• **Provided material**:
__________________________________________________
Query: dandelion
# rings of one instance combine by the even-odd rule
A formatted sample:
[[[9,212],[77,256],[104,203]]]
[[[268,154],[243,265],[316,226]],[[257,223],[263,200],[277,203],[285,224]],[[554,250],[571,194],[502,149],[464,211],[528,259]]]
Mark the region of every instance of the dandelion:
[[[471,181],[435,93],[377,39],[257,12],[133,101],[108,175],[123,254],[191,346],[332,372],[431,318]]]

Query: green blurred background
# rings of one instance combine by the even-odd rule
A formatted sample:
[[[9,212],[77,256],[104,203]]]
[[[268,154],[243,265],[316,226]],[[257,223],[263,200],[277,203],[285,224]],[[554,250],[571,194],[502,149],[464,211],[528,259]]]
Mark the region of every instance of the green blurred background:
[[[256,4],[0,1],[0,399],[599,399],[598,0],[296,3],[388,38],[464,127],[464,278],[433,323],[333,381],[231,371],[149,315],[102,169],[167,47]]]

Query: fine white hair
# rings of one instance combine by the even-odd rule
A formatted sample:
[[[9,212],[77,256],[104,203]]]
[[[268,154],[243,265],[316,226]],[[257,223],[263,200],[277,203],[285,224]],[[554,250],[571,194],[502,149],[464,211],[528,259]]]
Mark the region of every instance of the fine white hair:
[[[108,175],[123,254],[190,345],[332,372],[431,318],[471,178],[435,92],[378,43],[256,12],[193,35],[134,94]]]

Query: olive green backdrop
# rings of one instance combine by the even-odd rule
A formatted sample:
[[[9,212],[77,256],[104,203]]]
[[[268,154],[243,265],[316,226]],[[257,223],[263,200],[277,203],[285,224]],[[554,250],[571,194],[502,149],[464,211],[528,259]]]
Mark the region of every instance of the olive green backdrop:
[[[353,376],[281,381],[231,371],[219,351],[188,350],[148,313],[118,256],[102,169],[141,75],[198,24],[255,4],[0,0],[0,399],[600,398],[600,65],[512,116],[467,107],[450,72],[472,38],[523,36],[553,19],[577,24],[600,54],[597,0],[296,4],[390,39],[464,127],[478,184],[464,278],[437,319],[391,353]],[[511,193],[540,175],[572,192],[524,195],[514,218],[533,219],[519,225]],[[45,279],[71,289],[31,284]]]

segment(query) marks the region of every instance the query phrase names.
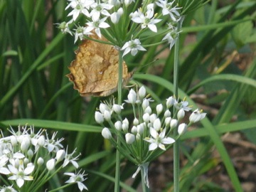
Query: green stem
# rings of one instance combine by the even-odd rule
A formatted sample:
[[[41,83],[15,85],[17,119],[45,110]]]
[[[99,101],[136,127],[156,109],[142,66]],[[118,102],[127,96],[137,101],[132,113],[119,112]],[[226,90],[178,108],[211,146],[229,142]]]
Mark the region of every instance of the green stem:
[[[177,31],[180,29],[181,22],[178,23]],[[174,95],[176,98],[178,98],[178,51],[179,51],[179,34],[174,47]],[[174,114],[175,114],[175,107],[174,107]],[[174,131],[174,137],[178,135],[178,129]],[[174,144],[174,192],[179,191],[179,139],[177,139]]]
[[[118,91],[118,105],[122,105],[122,51],[119,50],[119,66],[118,66],[118,84],[117,84],[117,91]],[[117,145],[120,145],[120,140],[117,137]],[[117,156],[116,156],[116,171],[115,171],[115,178],[114,178],[114,192],[119,191],[119,183],[120,183],[120,152],[117,149]]]

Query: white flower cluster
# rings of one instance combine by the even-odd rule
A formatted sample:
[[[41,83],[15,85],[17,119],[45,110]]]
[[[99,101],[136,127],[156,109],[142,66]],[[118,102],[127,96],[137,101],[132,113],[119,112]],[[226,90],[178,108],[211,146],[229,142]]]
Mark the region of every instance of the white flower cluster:
[[[63,139],[55,139],[57,132],[50,139],[46,130],[40,129],[35,133],[33,127],[19,126],[17,132],[12,127],[9,130],[12,135],[0,139],[0,174],[2,178],[6,178],[5,184],[9,183],[9,186],[0,186],[0,191],[38,191],[68,164],[78,168],[76,160],[79,155],[73,157],[75,150],[68,154],[68,147],[65,150],[60,144]],[[53,170],[54,173],[51,172]],[[87,190],[82,183],[86,179],[85,172],[64,174],[70,176],[66,186],[78,183],[81,191]]]
[[[124,50],[123,56],[131,52],[132,55],[138,50],[146,50],[140,44],[138,38],[147,28],[157,33],[156,23],[163,20],[163,16],[169,15],[171,22],[166,36],[162,41],[167,40],[170,49],[175,43],[178,31],[175,25],[181,16],[177,10],[181,8],[175,5],[175,0],[135,1],[135,0],[68,0],[70,1],[65,9],[71,9],[68,16],[72,19],[68,23],[58,24],[63,33],[74,33],[69,28],[69,25],[75,22],[80,15],[85,16],[87,22],[82,26],[78,26],[75,29],[75,43],[82,40],[94,31],[101,38],[102,29],[107,29],[105,36],[114,46]],[[141,7],[140,7],[141,6]],[[131,9],[133,7],[133,9]],[[137,8],[137,10],[135,11]],[[160,14],[155,10],[161,9]],[[139,26],[138,26],[139,25]],[[163,34],[163,33],[161,33]],[[148,36],[148,35],[147,35]],[[129,40],[129,41],[127,41]]]
[[[146,95],[144,87],[142,87],[137,92],[131,89],[127,97],[127,100],[124,101],[132,104],[134,111],[132,123],[129,123],[127,118],[122,119],[121,116],[124,104],[112,105],[111,104],[101,103],[100,111],[95,112],[95,120],[102,126],[104,126],[104,122],[107,121],[111,127],[112,132],[122,142],[121,146],[124,146],[124,150],[128,149],[132,153],[131,156],[136,157],[136,160],[133,161],[138,161],[139,162],[136,162],[137,164],[143,164],[145,163],[144,161],[147,159],[146,154],[148,153],[145,151],[154,151],[158,147],[166,150],[164,144],[171,144],[175,142],[175,139],[169,137],[174,129],[178,127],[178,137],[186,132],[188,125],[185,123],[178,124],[180,120],[184,117],[185,112],[191,110],[192,107],[188,106],[188,102],[186,100],[179,102],[174,97],[170,97],[166,99],[166,106],[164,107],[162,104],[157,105],[156,113],[154,113],[152,107],[150,106],[150,102],[154,100]],[[175,118],[171,117],[170,108],[172,107],[176,109],[176,113],[174,115],[176,117]],[[164,108],[165,110],[164,110]],[[195,110],[189,117],[188,126],[201,120],[206,114],[202,111]],[[118,120],[113,122],[112,117]],[[109,128],[105,127],[102,134],[104,138],[110,139],[114,145],[120,149],[122,146],[116,145],[115,139],[112,136]],[[150,144],[142,144],[142,140],[149,142]],[[148,150],[143,147],[147,147]],[[124,150],[120,150],[120,151],[124,152]],[[139,150],[142,150],[142,151],[139,151]],[[137,156],[137,154],[144,153],[145,153],[145,156]]]

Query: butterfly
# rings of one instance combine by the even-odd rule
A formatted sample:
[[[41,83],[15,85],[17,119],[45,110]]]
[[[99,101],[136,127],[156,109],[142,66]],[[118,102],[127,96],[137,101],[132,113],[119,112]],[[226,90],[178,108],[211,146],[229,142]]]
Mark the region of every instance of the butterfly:
[[[107,41],[95,33],[90,38]],[[107,97],[117,90],[119,56],[113,46],[85,39],[75,53],[75,60],[68,66],[71,73],[66,76],[81,96]],[[125,87],[134,73],[128,73],[124,61],[122,65],[122,83]]]

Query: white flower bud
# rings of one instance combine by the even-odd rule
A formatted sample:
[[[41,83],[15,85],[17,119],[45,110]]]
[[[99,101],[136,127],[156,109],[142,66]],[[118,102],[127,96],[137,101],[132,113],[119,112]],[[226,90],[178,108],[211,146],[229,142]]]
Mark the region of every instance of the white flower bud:
[[[60,162],[62,160],[63,160],[63,159],[65,158],[65,150],[63,150],[63,149],[58,150],[56,154],[57,162]]]
[[[39,157],[37,161],[37,164],[39,166],[43,164],[44,160],[42,157]]]
[[[164,119],[164,122],[165,122],[165,124],[166,125],[166,127],[169,127],[170,123],[171,123],[171,117],[166,117]]]
[[[122,105],[119,105],[117,104],[114,104],[113,107],[112,107],[113,110],[117,114],[120,114],[122,108],[123,108],[123,107]]]
[[[120,16],[117,12],[114,12],[110,15],[110,18],[114,24],[117,24],[120,19]]]
[[[161,113],[161,112],[163,111],[164,109],[163,105],[161,104],[157,105],[156,109],[157,115],[159,115],[159,114]]]
[[[127,144],[131,144],[135,141],[135,136],[130,133],[125,134],[125,140]]]
[[[26,166],[29,163],[29,160],[28,158],[24,158],[23,159],[23,164],[25,166]]]
[[[117,14],[121,16],[122,16],[122,14],[124,14],[124,9],[122,9],[122,7],[120,7],[119,9],[118,9],[117,10]]]
[[[174,105],[175,99],[174,98],[174,97],[170,97],[168,99],[166,99],[166,107],[167,109],[170,108],[171,106]]]
[[[104,122],[104,117],[101,112],[95,112],[95,117],[96,122],[98,124],[102,124]]]
[[[27,138],[24,138],[21,144],[21,149],[23,152],[25,152],[28,150],[30,146],[30,141]]]
[[[142,102],[142,109],[145,110],[145,109],[149,106],[149,101],[146,99],[144,100]]]
[[[143,114],[142,118],[143,118],[143,120],[144,120],[145,122],[149,122],[149,119],[150,119],[149,114],[145,113],[144,114]]]
[[[156,119],[157,119],[157,116],[156,114],[153,113],[151,115],[150,115],[149,117],[149,119],[150,119],[150,122],[151,123],[153,123]]]
[[[137,100],[137,95],[133,89],[131,89],[127,95],[128,101],[131,104],[135,104]]]
[[[111,111],[110,108],[106,104],[104,104],[104,103],[100,103],[99,108],[100,108],[100,111],[102,114],[104,114],[104,112],[105,110],[109,111],[109,112]]]
[[[29,158],[30,159],[31,159],[31,158],[33,157],[33,151],[32,151],[31,149],[28,149],[28,158]]]
[[[43,135],[41,135],[39,137],[38,140],[38,144],[40,146],[43,146],[44,144],[46,143],[46,138]]]
[[[117,130],[121,131],[122,130],[122,122],[120,121],[116,122],[114,123],[114,127],[117,129]]]
[[[157,118],[153,123],[153,127],[156,129],[156,132],[160,131],[161,129],[161,121],[159,118]]]
[[[111,120],[111,114],[109,111],[105,110],[103,116],[104,116],[104,119],[107,122],[109,122]]]
[[[144,133],[144,127],[143,124],[140,124],[137,126],[137,131],[138,131],[138,134],[141,135]]]
[[[134,134],[137,134],[137,127],[136,126],[133,126],[131,129],[131,132]]]
[[[188,129],[188,126],[185,123],[178,125],[178,134],[184,134]]]
[[[52,171],[55,168],[55,160],[51,159],[46,162],[46,168],[48,171]]]
[[[139,88],[138,95],[139,95],[139,98],[141,100],[142,100],[146,97],[146,89],[144,86],[142,86],[142,87]]]
[[[198,109],[194,110],[191,116],[189,117],[189,121],[191,123],[195,123],[198,121],[202,120],[206,115],[206,113],[203,112],[203,111],[199,111]]]
[[[134,125],[137,126],[139,123],[138,119],[135,117],[133,123],[134,123]]]
[[[181,119],[185,116],[185,111],[183,109],[179,110],[177,114],[178,120]]]
[[[107,127],[103,128],[102,135],[105,139],[110,139],[112,137],[112,134],[109,129]]]
[[[171,126],[171,129],[174,129],[177,127],[178,125],[178,120],[177,119],[173,119],[171,120],[171,124],[170,124],[170,126]]]
[[[136,134],[136,140],[139,141],[140,139],[141,139],[141,135],[139,133],[137,133]]]
[[[151,110],[151,108],[149,107],[149,106],[148,106],[146,109],[145,109],[145,113],[148,113],[148,114],[151,114],[151,112],[152,112],[152,110]]]
[[[169,111],[169,110],[167,110],[165,111],[164,116],[164,117],[171,117],[171,113]]]
[[[12,146],[16,146],[18,144],[17,139],[14,135],[11,136],[11,143]]]

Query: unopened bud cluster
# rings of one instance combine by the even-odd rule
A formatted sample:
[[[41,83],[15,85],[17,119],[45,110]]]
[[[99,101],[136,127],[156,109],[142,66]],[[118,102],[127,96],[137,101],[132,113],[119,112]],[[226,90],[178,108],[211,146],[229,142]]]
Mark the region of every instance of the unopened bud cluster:
[[[169,137],[174,129],[178,129],[179,137],[188,128],[186,124],[179,124],[185,112],[192,109],[186,99],[178,101],[170,97],[166,99],[164,105],[159,104],[152,107],[154,100],[146,95],[144,87],[142,87],[137,92],[131,89],[127,100],[124,101],[132,107],[132,117],[122,117],[121,114],[124,103],[118,105],[114,104],[114,100],[113,105],[101,103],[95,117],[96,122],[104,127],[102,137],[110,139],[121,153],[135,164],[144,164],[145,159],[149,160],[149,151],[157,151],[159,148],[166,150],[166,144],[175,142],[175,139]],[[176,112],[172,116],[173,107]],[[190,116],[188,125],[202,119],[205,116],[206,113],[195,110]],[[113,122],[112,119],[117,120]],[[121,141],[121,145],[118,146],[117,137]]]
__________________________________________________
• **Directions**: Starting at the line that contains "Query: unopened bud cluster", output each remaining line of the listing, the last line included, exactly as it appears.

• **Exercise solution**:
Query: unopened bud cluster
# rings of one instance combine by the even-odd rule
A formatted sample:
[[[41,83],[15,85],[17,119],[45,110]]]
[[[99,101],[136,127],[156,109],[142,66]],[[118,102],[127,96],[137,101],[132,113],[119,112]],[[226,90],[178,108],[211,146],[229,142]]]
Mark the region of every instance of the unopened bud cluster:
[[[169,137],[174,129],[178,129],[179,137],[188,128],[186,124],[179,124],[185,112],[192,109],[186,99],[178,101],[170,97],[166,99],[164,105],[159,104],[152,107],[154,100],[146,95],[144,87],[142,87],[137,92],[131,89],[127,100],[124,101],[132,107],[132,117],[122,117],[121,114],[124,103],[118,105],[114,104],[114,100],[113,105],[101,103],[95,117],[96,122],[104,127],[102,137],[110,139],[121,153],[135,164],[144,164],[145,159],[149,160],[149,151],[157,151],[159,148],[166,150],[166,144],[175,142],[175,139]],[[176,112],[172,116],[173,107]],[[190,116],[188,125],[202,119],[205,116],[206,113],[195,110]],[[113,122],[112,119],[117,120]],[[121,141],[121,145],[118,146],[117,137]]]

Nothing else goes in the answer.